> Given instruction: Find every line in the rows below that contains the string "bird", and copy each of those lines.

> Object pointing dataset rows:

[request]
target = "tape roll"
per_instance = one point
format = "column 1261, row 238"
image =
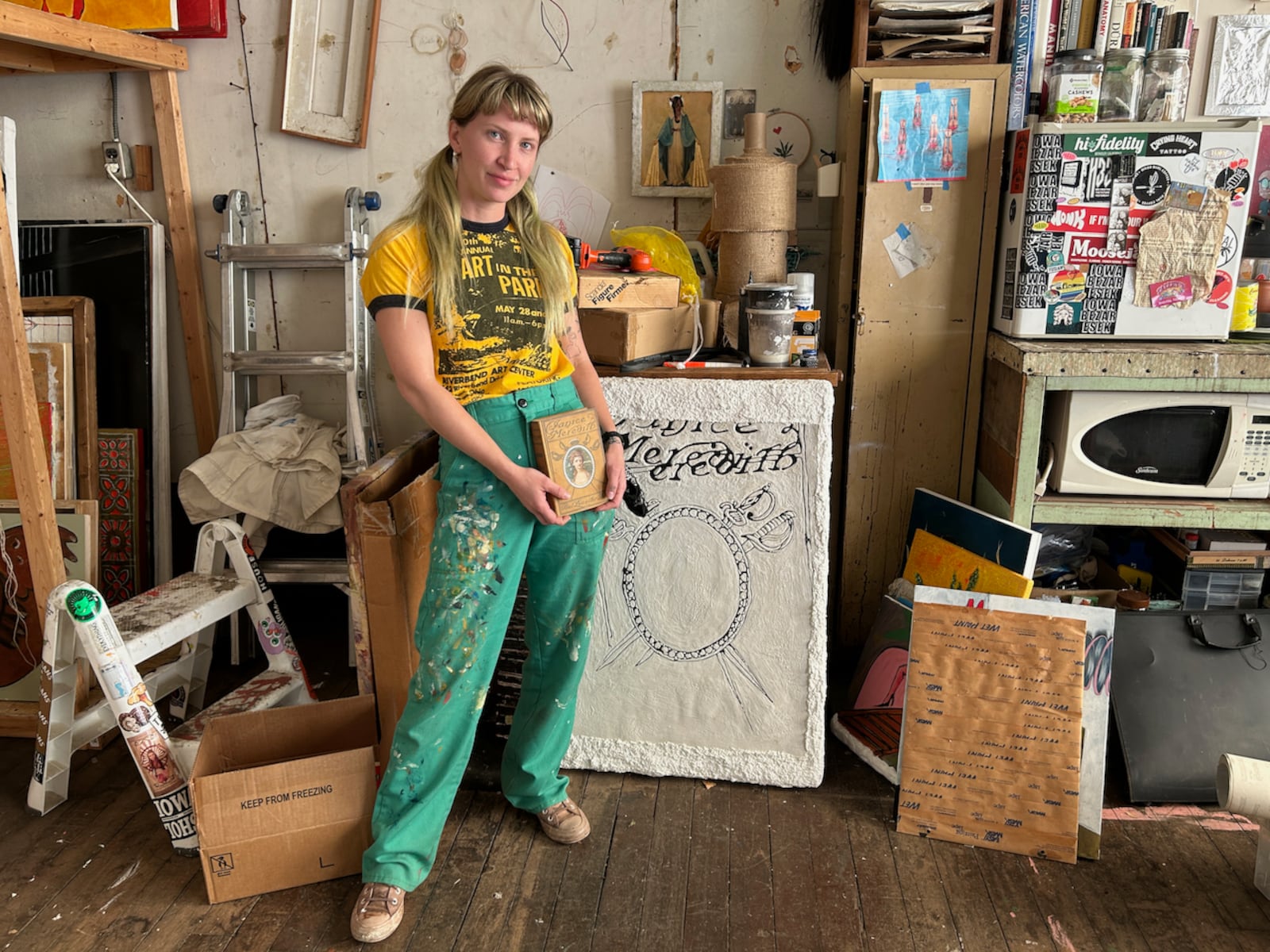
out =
column 749, row 255
column 1244, row 785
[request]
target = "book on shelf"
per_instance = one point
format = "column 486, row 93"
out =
column 1020, row 65
column 1086, row 27
column 1064, row 25
column 1214, row 560
column 568, row 448
column 1115, row 25
column 1045, row 44
column 1103, row 29
column 1128, row 23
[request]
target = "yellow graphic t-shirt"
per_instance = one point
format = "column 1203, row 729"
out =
column 498, row 344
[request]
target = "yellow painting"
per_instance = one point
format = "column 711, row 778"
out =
column 933, row 562
column 133, row 14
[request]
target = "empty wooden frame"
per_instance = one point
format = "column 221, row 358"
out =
column 71, row 321
column 330, row 67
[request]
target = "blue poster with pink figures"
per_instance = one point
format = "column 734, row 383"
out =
column 922, row 133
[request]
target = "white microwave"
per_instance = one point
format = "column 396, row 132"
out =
column 1210, row 446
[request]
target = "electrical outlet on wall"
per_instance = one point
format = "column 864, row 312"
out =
column 117, row 158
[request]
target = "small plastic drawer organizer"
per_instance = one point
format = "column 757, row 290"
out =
column 1204, row 589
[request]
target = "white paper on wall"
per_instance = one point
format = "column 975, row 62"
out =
column 10, row 169
column 708, row 653
column 1238, row 79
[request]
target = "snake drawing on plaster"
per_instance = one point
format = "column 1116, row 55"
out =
column 772, row 532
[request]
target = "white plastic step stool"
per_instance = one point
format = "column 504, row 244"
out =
column 178, row 615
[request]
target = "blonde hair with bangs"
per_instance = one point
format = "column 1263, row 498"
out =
column 435, row 209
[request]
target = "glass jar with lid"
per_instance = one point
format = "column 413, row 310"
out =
column 1073, row 82
column 1122, row 84
column 1165, row 83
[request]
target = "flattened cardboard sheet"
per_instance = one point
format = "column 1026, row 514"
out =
column 991, row 749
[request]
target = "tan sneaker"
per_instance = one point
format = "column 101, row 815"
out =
column 378, row 912
column 564, row 823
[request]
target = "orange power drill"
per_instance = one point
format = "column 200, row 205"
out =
column 626, row 259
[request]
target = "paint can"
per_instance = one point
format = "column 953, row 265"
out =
column 770, row 334
column 762, row 296
column 1244, row 785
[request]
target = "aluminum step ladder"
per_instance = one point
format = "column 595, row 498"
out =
column 241, row 258
column 175, row 624
column 241, row 363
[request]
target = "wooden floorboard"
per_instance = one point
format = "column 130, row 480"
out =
column 666, row 886
column 705, row 917
column 751, row 916
column 622, row 901
column 672, row 863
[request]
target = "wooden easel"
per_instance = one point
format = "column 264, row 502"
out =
column 37, row 42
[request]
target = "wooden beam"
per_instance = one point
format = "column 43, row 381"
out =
column 112, row 48
column 25, row 57
column 184, row 251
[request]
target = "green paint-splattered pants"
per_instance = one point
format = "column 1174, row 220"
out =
column 484, row 539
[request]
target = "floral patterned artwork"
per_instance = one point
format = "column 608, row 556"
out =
column 125, row 569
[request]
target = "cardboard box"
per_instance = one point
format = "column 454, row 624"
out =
column 389, row 513
column 615, row 336
column 602, row 287
column 283, row 797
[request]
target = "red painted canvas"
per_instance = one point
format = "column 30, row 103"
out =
column 122, row 497
column 198, row 19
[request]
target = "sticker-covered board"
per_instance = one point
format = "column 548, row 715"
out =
column 1071, row 228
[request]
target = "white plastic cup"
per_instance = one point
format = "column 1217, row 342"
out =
column 804, row 290
column 770, row 334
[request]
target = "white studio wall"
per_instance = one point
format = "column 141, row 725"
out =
column 232, row 105
column 708, row 653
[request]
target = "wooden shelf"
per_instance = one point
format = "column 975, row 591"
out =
column 33, row 41
column 1141, row 511
column 1132, row 359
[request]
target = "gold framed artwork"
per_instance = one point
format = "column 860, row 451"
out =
column 676, row 129
column 71, row 321
column 55, row 404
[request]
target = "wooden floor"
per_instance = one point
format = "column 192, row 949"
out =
column 671, row 863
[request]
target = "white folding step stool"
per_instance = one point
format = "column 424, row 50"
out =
column 178, row 615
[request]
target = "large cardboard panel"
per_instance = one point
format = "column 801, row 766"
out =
column 283, row 797
column 389, row 512
column 991, row 744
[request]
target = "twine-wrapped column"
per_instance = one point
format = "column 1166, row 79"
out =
column 755, row 209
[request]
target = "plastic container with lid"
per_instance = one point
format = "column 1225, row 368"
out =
column 1122, row 84
column 1165, row 84
column 1073, row 82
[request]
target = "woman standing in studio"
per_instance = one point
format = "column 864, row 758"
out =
column 473, row 298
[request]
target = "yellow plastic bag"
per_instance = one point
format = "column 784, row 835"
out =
column 668, row 253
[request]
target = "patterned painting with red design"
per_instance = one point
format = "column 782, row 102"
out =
column 122, row 497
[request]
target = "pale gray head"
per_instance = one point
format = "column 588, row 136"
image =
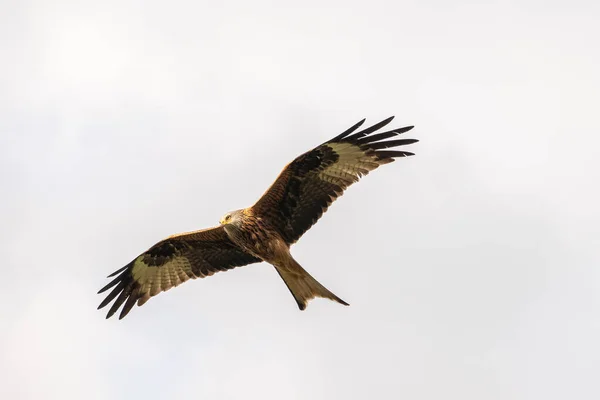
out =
column 232, row 217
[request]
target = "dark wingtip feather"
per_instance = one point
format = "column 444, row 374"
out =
column 118, row 271
column 390, row 144
column 393, row 154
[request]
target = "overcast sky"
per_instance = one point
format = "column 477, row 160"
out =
column 472, row 269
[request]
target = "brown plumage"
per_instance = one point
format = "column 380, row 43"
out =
column 264, row 232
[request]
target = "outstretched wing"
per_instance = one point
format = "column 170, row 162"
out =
column 309, row 184
column 171, row 262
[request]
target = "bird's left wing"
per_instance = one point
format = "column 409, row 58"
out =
column 170, row 262
column 308, row 185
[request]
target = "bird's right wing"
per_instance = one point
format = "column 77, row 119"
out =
column 308, row 185
column 170, row 262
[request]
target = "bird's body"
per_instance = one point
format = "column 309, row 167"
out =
column 265, row 231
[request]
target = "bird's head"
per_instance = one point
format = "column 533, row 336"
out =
column 232, row 217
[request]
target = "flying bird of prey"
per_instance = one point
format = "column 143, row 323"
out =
column 264, row 232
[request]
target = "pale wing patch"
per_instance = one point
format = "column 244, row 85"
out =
column 154, row 280
column 352, row 164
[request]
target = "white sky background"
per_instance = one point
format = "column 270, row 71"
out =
column 472, row 269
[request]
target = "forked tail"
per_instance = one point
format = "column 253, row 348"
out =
column 302, row 285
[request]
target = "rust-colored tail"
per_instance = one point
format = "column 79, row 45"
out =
column 302, row 285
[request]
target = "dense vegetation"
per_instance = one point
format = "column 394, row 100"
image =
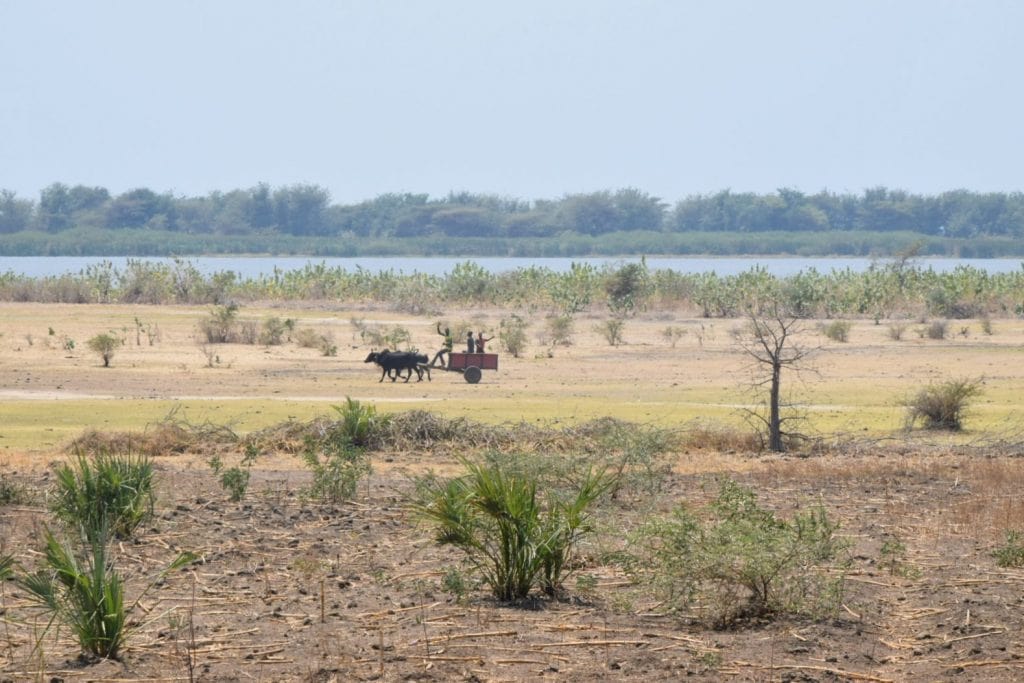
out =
column 896, row 289
column 301, row 219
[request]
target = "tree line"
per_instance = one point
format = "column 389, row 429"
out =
column 306, row 211
column 892, row 290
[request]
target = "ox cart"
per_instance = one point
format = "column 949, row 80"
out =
column 471, row 365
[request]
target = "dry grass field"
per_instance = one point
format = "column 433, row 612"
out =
column 292, row 590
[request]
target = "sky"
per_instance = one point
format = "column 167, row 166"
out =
column 527, row 99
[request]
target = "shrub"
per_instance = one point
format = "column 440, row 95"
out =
column 12, row 493
column 236, row 479
column 936, row 330
column 837, row 331
column 248, row 332
column 513, row 540
column 358, row 423
column 105, row 345
column 611, row 330
column 1011, row 553
column 337, row 466
column 743, row 561
column 560, row 330
column 512, row 334
column 942, row 406
column 273, row 332
column 218, row 328
column 896, row 331
column 105, row 493
column 673, row 334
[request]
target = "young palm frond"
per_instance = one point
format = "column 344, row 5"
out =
column 108, row 492
column 509, row 537
column 85, row 592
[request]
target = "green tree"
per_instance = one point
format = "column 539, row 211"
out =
column 105, row 345
column 15, row 214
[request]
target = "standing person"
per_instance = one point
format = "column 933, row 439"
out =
column 445, row 348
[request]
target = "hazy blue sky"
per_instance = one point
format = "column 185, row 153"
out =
column 532, row 99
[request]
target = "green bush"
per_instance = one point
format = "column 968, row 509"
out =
column 742, row 561
column 560, row 330
column 611, row 330
column 673, row 334
column 219, row 326
column 510, row 538
column 273, row 332
column 837, row 331
column 12, row 493
column 236, row 479
column 337, row 466
column 512, row 334
column 941, row 406
column 1011, row 553
column 104, row 492
column 105, row 345
column 896, row 331
column 358, row 423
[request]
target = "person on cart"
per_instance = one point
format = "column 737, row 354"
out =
column 445, row 347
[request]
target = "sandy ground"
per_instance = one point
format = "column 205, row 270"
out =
column 290, row 590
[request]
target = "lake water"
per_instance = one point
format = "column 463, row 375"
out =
column 254, row 266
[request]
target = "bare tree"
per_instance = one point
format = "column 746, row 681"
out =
column 770, row 343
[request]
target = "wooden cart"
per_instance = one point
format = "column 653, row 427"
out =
column 471, row 365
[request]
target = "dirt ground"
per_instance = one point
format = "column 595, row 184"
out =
column 290, row 590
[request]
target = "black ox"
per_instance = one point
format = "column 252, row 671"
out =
column 393, row 363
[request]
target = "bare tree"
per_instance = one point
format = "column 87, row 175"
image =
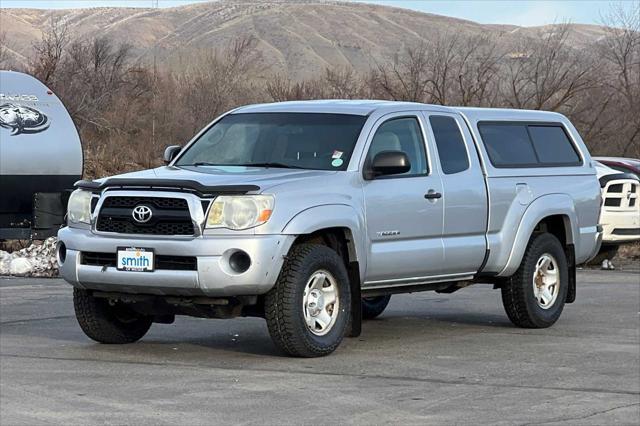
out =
column 545, row 73
column 49, row 50
column 217, row 80
column 621, row 50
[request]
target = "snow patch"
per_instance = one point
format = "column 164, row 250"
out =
column 37, row 260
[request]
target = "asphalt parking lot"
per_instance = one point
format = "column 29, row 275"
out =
column 429, row 359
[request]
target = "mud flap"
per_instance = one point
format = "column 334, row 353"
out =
column 571, row 263
column 355, row 325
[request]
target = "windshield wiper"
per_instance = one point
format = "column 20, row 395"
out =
column 274, row 165
column 204, row 163
column 266, row 165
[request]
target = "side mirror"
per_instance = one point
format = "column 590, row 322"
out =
column 388, row 163
column 170, row 153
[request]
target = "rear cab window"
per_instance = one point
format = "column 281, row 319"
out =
column 450, row 144
column 528, row 144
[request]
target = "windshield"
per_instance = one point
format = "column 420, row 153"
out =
column 287, row 140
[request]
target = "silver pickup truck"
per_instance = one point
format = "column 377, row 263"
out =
column 311, row 214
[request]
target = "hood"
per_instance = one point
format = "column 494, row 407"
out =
column 265, row 178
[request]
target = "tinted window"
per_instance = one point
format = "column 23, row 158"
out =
column 296, row 140
column 552, row 145
column 451, row 148
column 508, row 144
column 401, row 134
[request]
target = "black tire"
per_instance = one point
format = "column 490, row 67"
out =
column 518, row 294
column 284, row 303
column 374, row 306
column 105, row 323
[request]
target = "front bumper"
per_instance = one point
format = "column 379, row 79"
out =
column 213, row 277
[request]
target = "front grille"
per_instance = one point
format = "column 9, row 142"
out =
column 615, row 188
column 626, row 231
column 621, row 196
column 170, row 216
column 174, row 263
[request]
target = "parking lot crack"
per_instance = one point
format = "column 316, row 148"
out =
column 573, row 418
column 325, row 373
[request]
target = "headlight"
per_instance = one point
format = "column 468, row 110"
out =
column 240, row 212
column 79, row 207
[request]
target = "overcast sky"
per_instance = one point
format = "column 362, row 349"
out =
column 523, row 12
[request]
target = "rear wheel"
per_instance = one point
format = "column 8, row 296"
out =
column 374, row 306
column 307, row 311
column 535, row 295
column 108, row 323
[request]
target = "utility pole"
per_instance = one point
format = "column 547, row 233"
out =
column 154, row 5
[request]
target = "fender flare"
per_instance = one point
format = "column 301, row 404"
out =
column 338, row 216
column 540, row 208
column 326, row 216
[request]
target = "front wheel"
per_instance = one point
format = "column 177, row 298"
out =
column 535, row 295
column 307, row 311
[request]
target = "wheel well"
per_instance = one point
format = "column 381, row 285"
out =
column 556, row 225
column 341, row 240
column 560, row 226
column 338, row 239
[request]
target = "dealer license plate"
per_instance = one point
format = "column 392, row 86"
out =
column 135, row 259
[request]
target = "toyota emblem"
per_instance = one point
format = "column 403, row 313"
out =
column 142, row 214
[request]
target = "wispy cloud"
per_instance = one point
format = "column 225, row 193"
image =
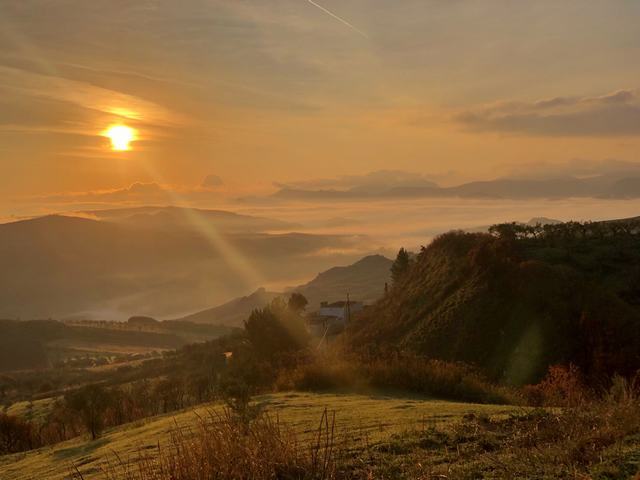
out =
column 614, row 114
column 340, row 19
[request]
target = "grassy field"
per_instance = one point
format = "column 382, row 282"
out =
column 368, row 418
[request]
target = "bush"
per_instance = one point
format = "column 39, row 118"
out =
column 453, row 381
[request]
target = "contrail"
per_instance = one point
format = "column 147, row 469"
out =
column 341, row 20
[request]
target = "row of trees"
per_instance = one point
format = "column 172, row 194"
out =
column 567, row 231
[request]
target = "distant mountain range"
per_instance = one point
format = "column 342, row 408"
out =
column 157, row 261
column 363, row 281
column 618, row 185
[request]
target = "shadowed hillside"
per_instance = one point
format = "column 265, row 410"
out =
column 518, row 300
column 363, row 281
column 157, row 262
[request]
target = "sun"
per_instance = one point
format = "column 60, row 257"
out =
column 121, row 136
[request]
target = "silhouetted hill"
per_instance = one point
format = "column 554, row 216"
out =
column 178, row 217
column 234, row 312
column 149, row 261
column 514, row 303
column 618, row 185
column 363, row 280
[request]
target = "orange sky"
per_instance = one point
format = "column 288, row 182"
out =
column 257, row 92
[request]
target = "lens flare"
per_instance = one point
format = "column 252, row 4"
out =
column 121, row 136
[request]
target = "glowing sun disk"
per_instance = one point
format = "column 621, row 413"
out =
column 121, row 136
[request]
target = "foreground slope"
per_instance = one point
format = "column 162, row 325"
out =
column 373, row 417
column 513, row 306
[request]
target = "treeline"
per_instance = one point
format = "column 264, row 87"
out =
column 568, row 231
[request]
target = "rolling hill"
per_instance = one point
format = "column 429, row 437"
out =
column 514, row 306
column 160, row 262
column 364, row 281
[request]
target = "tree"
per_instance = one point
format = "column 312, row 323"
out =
column 400, row 265
column 91, row 403
column 297, row 303
column 275, row 330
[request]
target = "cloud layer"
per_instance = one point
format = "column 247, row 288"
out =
column 615, row 114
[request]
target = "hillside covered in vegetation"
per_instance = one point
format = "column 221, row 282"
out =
column 517, row 300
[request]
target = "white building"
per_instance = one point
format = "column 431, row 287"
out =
column 332, row 317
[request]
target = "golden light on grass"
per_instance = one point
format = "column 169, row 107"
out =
column 121, row 137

> Task solution:
target = "bird's left wing"
target = "bird's right wing"
target = "bird's body"
target = "bird's head"
target = "flying bird of prey"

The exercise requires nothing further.